Testo estratto:
Dramma a sinistra: trent’anni dopo i fatti, i compagni non hanno ancora capito come mai persero le elezioni del 1994. È questa la morale che si ricava dall’intervista - sconcertante per il suo candore- rilasciata ieri da Achille Occhetto al Corriere della Sera.
L’ex segretario del Pds è stato interpellato a proposito del faccia a faccia con Silvio Berlusconi che si tenne su Canale 5 alla vigilia di quel voto. Lascio da parte l’aspetto- si direbbe oggi- armocromistico della rievocazione: Occhetto, infatti, non solo rivendica l’orrido vestito marrone che indossò nella circostanza, ma aggrava la situazione affermando che l’abito «aveva tanti colorini dentro» (sic), e spiegando di averlo comprato in fretta e quasi per caso, visto che il negozio dove era passato non aveva un vestito grigio (e sarebbe stato un errore pure presentarsi in grigio, ma lasciamo perdere).

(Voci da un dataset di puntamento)
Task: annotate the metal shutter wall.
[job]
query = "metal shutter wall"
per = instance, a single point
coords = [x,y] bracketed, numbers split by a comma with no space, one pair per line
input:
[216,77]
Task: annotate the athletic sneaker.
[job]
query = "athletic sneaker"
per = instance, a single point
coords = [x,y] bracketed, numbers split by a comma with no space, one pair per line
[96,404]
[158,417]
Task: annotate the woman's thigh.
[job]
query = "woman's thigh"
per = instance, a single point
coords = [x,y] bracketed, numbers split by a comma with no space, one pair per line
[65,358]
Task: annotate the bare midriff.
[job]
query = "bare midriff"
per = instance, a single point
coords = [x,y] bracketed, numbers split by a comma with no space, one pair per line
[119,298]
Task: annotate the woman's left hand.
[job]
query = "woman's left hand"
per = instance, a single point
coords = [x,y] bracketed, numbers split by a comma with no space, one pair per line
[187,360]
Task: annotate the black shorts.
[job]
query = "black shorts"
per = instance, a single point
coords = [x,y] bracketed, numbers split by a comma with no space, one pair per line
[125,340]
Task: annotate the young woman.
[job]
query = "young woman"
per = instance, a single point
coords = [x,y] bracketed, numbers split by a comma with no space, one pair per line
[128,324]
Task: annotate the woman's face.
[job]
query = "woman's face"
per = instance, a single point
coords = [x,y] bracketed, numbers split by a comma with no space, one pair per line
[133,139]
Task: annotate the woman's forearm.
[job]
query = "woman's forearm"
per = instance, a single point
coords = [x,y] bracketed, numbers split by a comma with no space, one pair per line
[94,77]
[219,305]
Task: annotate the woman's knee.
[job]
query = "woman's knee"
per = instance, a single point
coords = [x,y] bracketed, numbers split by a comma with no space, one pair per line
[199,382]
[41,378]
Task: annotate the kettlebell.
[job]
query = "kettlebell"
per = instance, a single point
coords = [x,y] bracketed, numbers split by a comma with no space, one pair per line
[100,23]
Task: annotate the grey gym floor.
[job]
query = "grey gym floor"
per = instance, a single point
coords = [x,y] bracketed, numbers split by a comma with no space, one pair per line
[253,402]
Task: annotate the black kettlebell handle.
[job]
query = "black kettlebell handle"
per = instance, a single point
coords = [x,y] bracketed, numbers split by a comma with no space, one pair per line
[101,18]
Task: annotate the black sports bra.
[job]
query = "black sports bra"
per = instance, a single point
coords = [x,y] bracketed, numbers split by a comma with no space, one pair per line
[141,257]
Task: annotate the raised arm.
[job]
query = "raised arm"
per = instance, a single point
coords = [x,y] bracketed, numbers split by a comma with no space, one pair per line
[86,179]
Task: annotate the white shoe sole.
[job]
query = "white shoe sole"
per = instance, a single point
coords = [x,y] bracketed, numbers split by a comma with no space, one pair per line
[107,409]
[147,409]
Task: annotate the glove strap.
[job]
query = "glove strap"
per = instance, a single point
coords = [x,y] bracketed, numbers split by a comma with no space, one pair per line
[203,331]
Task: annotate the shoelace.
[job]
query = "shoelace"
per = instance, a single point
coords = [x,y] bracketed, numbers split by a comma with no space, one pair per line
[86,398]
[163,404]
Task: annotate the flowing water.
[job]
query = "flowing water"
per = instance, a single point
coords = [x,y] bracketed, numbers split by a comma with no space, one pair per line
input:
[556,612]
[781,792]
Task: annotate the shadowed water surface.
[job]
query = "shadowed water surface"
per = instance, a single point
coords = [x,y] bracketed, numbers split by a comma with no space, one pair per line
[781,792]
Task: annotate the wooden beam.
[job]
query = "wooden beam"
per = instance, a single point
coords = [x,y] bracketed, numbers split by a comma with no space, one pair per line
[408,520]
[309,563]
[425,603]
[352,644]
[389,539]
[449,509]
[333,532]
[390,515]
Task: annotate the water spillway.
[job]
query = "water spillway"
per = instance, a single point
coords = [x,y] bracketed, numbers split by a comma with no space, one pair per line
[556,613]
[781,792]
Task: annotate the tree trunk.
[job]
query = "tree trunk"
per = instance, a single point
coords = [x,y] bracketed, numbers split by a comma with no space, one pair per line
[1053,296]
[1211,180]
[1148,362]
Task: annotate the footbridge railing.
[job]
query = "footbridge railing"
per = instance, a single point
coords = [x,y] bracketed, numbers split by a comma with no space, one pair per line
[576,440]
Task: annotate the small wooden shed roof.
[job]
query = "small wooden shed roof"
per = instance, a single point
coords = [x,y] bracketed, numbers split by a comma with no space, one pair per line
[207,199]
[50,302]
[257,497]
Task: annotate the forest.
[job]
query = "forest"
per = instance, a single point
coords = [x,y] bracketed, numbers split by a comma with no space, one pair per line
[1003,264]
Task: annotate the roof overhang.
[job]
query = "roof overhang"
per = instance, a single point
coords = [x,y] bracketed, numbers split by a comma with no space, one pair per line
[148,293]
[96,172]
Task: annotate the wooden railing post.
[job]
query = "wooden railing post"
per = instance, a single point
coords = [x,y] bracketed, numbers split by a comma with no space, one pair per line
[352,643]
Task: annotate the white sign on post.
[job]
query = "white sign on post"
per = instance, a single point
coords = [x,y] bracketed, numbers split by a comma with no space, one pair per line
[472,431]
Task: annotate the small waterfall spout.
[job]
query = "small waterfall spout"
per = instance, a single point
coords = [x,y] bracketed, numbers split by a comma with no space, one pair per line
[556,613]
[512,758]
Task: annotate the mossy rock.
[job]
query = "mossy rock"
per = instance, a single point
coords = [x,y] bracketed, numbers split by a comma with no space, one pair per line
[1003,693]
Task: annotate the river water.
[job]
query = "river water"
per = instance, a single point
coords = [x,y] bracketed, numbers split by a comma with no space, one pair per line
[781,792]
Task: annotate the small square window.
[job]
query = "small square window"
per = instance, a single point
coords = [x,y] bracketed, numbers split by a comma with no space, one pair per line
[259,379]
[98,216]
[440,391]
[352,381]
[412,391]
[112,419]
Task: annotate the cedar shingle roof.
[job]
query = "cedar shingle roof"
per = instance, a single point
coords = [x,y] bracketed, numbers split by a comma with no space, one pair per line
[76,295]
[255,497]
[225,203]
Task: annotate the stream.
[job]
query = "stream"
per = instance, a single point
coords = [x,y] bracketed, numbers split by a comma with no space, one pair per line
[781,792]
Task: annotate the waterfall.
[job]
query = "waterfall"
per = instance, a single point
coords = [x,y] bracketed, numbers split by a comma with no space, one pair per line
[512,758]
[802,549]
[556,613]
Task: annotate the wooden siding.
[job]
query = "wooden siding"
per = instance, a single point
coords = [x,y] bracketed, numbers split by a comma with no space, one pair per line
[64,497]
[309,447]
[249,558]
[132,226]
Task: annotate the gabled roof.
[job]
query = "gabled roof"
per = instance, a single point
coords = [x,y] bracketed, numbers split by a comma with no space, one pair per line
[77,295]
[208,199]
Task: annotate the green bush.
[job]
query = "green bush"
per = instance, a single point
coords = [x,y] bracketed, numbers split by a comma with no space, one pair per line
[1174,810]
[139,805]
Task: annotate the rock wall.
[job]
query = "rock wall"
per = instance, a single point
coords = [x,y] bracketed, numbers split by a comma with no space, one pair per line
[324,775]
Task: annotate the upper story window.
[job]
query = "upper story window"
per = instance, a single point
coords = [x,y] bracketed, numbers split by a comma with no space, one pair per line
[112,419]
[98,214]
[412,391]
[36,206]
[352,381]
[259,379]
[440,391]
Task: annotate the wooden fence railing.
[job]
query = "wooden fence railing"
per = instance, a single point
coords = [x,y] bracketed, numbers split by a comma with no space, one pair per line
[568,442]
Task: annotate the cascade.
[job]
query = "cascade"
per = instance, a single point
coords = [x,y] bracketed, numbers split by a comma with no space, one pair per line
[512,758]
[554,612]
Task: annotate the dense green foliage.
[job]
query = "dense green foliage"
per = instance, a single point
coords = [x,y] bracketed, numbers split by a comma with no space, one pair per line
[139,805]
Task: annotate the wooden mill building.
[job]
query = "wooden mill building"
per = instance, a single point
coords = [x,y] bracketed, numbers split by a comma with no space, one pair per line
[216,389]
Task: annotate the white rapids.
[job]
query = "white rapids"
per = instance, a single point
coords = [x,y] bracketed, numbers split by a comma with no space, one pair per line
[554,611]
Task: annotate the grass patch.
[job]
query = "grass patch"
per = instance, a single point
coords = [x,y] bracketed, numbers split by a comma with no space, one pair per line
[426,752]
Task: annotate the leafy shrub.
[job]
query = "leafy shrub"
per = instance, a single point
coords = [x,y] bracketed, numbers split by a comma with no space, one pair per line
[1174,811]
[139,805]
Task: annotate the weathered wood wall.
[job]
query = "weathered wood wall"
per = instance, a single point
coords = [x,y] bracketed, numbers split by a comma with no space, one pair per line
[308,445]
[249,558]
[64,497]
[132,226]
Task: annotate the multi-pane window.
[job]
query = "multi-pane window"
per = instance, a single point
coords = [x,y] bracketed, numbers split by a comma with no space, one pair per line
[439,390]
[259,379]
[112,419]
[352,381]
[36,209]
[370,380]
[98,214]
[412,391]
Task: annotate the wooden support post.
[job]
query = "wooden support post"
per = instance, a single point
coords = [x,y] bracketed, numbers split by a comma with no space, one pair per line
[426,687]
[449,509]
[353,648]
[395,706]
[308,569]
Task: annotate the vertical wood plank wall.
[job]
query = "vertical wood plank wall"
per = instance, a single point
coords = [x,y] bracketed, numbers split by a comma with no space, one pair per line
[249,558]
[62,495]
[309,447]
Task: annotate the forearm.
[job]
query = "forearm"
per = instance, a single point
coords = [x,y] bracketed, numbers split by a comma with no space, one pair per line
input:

Problemi e compiti:
- a) Rispondi a queste domande sull'articolo dedicato all'intervista di Occhetto:
(i) In quale anno si tennero le elezioni perse dalla sinistra?
(ii) Su quale rete andò in onda il faccia a faccia tra Occhetto e Berlusconi?
(iii) Per quale motivo Occhetto non comprò un vestito grigio?
- b) Prosegui l'articolo sull'intervista di Occhetto, partendo dopo la sua ultima frase.

Risposte:
- a)
(i) Nel 1994.
(ii) Su Canale 5.
(iii) Il negozio in cui era passato non aveva un vestito grigio.

- b)
Niente, anche su questo terreno- solo apparentemente laterale - non c’è proprio speranza: tre decenni dopo, Occhetto non sembra ancora in grado di rendersi conto del fatto che andare vestito in quel modo sia stato l’anticamera del suicidio. Già al primo minuto di gioco, alla prima inquadratura, i telespettatori videro infatti - divisi da Enrico Mentana- da una parte un burocrate addobbato come un funzionario del partito comunista albanese e dall’altra un drago della comunicazione, della modernità e dell’immagine come Berlusconi. Ed ebbero subito la conferma visiva di ciò che già pensavano: gli occhi dissero a milioni di italiani che quello che già sentivano nella mente e nel cuore era ultraverosimile. Da un lato, c’era una speranza di libertà; dall’altro, una feroce cappa burocratica.
Ma archiviamo la (pur fondamentale) questione di immagine e passiamo ai contenuti. E qui - a trent’anni di distanza - la notte si fa ancora più buia per Occhetto, che bolla come “fake-news” le due carte più efficaci giocate da Berlusconi in quella circostanza.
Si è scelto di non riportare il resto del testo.